- _Problem details_
Scale only the stretch of rows below from the line containing "green grass shown" through the line containing "[(700, 274)]", both included. Write those lines out again, requests included, with every x and y coordinate in the answers multiplied by 1.7 and rounded to a whole number, halves rounding up.

Rows from a data source
* * * * * * * * *

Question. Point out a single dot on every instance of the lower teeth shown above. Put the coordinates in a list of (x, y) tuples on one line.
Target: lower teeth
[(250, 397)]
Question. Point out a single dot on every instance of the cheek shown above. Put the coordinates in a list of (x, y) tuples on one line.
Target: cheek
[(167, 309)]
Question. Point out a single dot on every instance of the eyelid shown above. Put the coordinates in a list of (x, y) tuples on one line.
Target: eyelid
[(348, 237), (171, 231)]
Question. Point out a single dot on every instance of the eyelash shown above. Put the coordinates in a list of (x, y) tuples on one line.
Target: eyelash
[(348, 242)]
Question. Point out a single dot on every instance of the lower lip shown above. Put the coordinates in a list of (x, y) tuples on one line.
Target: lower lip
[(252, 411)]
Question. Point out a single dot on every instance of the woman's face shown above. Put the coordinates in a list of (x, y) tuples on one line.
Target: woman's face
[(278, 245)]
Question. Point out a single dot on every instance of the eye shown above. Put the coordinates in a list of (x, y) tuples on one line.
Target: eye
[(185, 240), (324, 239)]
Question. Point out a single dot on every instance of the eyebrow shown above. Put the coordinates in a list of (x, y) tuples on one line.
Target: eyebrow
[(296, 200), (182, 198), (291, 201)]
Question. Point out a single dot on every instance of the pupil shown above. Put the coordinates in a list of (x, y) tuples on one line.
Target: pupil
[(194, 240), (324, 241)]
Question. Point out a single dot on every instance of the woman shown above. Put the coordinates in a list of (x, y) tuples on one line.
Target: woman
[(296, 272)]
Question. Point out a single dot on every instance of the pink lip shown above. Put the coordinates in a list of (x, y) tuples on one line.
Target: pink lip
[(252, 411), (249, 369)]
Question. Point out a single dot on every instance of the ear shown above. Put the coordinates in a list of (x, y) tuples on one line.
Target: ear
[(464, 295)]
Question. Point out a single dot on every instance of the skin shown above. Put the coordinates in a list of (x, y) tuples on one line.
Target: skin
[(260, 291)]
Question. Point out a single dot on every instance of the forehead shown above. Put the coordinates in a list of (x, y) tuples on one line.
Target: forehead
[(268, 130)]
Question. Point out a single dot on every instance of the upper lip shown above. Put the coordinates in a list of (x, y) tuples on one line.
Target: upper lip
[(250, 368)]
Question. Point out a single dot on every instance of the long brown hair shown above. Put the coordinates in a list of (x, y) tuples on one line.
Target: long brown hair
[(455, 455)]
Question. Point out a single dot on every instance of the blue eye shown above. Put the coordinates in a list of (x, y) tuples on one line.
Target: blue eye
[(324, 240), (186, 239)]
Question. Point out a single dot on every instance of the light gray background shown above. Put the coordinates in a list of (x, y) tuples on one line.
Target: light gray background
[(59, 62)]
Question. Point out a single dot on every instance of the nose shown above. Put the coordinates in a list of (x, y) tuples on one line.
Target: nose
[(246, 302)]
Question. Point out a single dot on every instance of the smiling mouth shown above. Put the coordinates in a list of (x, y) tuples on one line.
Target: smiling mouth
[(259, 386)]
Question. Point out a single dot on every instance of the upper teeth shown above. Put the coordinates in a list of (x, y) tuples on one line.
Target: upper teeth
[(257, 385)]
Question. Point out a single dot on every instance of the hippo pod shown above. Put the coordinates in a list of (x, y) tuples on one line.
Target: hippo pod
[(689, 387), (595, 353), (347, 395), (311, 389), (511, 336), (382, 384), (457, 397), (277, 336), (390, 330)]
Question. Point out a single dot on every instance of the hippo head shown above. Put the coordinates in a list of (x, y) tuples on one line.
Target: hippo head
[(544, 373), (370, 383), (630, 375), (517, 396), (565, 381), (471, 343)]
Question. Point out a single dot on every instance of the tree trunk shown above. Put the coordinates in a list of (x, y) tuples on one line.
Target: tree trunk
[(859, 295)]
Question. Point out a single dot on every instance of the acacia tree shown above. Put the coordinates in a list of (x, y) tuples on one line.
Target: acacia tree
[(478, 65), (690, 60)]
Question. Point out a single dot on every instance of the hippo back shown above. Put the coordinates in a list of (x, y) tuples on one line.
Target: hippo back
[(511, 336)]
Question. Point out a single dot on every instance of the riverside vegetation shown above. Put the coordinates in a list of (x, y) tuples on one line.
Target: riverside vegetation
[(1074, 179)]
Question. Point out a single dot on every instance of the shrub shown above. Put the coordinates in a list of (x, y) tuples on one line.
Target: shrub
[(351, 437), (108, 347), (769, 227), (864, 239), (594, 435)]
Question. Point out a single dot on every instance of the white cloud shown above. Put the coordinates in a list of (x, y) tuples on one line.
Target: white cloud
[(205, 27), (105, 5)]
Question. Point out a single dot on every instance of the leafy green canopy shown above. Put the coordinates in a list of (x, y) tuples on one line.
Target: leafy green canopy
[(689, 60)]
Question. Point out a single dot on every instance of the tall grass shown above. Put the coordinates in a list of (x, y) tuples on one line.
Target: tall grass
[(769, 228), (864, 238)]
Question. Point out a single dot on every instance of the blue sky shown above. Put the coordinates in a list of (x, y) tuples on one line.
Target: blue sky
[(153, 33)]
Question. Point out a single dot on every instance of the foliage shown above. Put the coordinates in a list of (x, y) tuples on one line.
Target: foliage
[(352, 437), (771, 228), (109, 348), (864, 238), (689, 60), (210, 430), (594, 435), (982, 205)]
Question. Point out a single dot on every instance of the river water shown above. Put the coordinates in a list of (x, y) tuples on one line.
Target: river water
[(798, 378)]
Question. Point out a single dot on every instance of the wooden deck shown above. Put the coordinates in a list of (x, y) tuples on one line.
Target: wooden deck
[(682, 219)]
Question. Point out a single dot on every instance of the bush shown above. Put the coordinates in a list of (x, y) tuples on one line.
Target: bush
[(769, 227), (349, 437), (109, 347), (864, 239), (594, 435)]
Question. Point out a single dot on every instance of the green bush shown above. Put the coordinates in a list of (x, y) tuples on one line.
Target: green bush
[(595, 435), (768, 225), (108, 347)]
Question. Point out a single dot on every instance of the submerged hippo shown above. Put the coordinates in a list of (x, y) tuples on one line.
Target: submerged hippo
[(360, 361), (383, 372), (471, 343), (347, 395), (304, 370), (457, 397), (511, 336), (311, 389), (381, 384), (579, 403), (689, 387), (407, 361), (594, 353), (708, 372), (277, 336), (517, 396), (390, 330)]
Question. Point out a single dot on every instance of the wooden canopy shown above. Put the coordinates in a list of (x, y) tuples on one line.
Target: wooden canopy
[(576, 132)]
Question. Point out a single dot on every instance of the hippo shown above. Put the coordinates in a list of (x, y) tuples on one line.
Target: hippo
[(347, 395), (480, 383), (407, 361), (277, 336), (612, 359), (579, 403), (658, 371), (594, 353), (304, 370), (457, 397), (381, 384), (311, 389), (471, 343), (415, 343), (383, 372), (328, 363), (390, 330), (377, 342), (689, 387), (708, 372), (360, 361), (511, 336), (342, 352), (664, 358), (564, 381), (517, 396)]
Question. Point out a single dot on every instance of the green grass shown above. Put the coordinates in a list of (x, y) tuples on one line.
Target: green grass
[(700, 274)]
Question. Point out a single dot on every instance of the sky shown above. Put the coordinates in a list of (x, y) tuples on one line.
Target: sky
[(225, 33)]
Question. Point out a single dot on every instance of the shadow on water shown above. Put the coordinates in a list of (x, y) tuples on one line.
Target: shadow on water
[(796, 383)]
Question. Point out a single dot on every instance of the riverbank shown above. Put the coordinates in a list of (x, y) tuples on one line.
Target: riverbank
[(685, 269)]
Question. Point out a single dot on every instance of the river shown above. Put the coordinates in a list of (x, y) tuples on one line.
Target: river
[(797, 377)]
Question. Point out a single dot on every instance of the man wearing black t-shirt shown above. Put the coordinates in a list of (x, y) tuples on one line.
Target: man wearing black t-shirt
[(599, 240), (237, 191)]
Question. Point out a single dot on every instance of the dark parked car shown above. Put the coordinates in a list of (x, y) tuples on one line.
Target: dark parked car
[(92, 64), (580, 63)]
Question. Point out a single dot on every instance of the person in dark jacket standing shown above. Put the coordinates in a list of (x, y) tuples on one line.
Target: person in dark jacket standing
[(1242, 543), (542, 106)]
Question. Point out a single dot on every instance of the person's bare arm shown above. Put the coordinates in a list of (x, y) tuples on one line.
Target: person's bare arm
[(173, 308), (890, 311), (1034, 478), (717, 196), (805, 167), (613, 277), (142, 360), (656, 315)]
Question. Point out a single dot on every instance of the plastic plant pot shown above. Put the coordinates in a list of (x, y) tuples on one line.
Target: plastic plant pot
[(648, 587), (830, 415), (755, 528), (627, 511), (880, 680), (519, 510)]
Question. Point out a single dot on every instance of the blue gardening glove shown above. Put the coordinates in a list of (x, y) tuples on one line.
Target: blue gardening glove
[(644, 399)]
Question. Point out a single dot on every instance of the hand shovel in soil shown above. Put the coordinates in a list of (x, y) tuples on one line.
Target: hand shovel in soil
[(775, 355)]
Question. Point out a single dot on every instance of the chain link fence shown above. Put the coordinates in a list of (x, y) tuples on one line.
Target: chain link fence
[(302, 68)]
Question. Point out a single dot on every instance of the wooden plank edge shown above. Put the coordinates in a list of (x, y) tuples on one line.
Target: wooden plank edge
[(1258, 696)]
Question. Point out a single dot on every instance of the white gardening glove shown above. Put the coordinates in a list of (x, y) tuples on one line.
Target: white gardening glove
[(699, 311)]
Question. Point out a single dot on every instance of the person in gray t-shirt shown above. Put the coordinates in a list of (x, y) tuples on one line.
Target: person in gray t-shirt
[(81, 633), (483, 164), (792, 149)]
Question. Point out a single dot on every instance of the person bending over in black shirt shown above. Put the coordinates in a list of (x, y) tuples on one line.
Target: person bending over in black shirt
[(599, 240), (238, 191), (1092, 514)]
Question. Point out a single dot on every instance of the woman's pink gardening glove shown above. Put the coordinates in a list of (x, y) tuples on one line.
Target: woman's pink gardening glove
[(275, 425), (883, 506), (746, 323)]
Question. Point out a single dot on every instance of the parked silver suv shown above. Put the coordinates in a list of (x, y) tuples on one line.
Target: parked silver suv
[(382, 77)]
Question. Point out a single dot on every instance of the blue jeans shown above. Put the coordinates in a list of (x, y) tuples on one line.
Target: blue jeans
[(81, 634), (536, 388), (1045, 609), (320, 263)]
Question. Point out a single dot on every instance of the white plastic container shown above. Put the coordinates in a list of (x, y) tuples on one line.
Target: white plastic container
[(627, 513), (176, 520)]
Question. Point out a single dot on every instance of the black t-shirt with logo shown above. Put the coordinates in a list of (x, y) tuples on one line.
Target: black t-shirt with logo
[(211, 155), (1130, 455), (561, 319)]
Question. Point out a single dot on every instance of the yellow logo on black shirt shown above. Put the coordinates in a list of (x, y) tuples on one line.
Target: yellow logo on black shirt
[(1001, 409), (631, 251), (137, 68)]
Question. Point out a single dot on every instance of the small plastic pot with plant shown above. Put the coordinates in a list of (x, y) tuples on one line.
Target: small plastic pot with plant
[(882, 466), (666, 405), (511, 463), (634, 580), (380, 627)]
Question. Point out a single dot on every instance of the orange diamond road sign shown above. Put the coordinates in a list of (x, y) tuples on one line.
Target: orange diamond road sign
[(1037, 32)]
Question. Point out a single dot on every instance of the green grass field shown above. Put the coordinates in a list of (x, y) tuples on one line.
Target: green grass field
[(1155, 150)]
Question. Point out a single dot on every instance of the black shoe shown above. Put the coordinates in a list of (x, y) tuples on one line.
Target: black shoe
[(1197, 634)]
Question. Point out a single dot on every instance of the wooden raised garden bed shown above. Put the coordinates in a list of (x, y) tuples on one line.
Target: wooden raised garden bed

* * * * * * * * *

- _Solution_
Question. Point out a single dot on every instance of the green grass shown above. Put the coordinates in a list of (x, y) tuples on one line.
Target: green grass
[(1190, 466)]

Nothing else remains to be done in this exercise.